__Quoted passage__
Figure 9 - Commodity Price Index ($US)
Figure 9 - Commodity Price Index ($US).
Source: The Economist

While the sustained income growth in emerging economies is the major driver of commodity price growth, other factors have also contributed.  Supply disruptions, including drought in Australia and geo-political events in several oil producing countries, have restricted both oil and food supplies.  In addition, climate change and energy security policies promoting biofuel production have led to agricultural resources switching out of food production.  And more recently, investors have turned to commodity markets looking for better returns, following slumping equity and financial markets. 

Movements in domestic prices have reflected these global price trends with food and energy prices making the largest contributions to high consumer price inflation of 3.4% in the year to March 2008 quarter.  The Food Price Index increased 6.0% in the year to March 2008 with dairy prices increasing 20%.  Similarly, petrol prices were also up by 20% over the same period.

__Dataset rows__
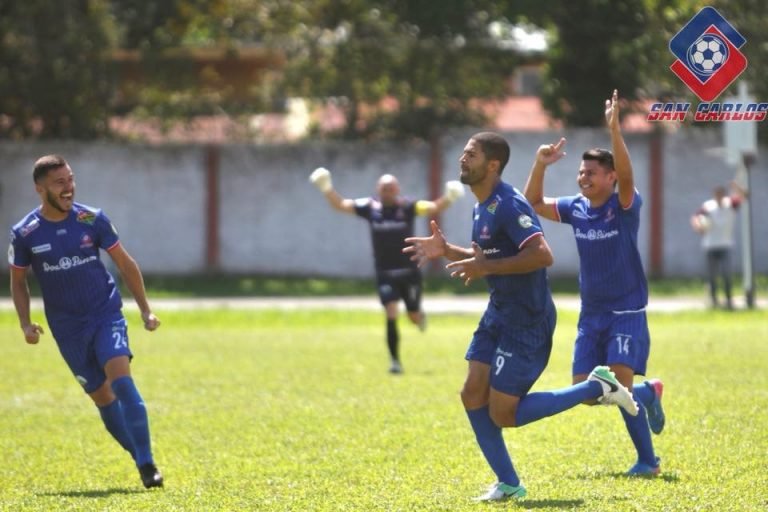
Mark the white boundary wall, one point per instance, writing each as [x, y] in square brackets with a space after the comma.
[273, 221]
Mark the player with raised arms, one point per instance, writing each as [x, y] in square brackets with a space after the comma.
[391, 216]
[60, 241]
[512, 344]
[613, 328]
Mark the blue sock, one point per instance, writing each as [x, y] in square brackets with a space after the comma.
[136, 421]
[112, 416]
[643, 393]
[535, 406]
[492, 445]
[640, 433]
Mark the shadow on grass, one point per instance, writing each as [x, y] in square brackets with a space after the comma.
[529, 504]
[94, 493]
[666, 477]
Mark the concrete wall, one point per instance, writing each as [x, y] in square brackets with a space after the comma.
[273, 221]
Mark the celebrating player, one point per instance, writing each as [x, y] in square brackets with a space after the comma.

__Exercise task__
Please reproduce the whole passage on commodity prices word for word. None of the records is needed here.

__Reply__
Figure 9 - Commodity Price Index ($US)
Figure 9 - Commodity Price Index ($US).
Source: The Economist

While the sustained income growth in emerging economies is the major driver of commodity price growth, other factors have also contributed.  Supply disruptions, including drought in Australia and geo-political events in several oil producing countries, have restricted both oil and food supplies.  In addition, climate change and energy security policies promoting biofuel production have led to agricultural resources switching out of food production.  And more recently, investors have turned to commodity markets looking for better returns, following slumping equity and financial markets. 

Movements in domestic prices have reflected these global price trends with food and energy prices making the largest contributions to high consumer price inflation of 3.4% in the year to March 2008 quarter.  The Food Price Index increased 6.0% in the year to March 2008 with dairy prices increasing 20%.  Similarly, petrol prices were also up by 20% over the same period.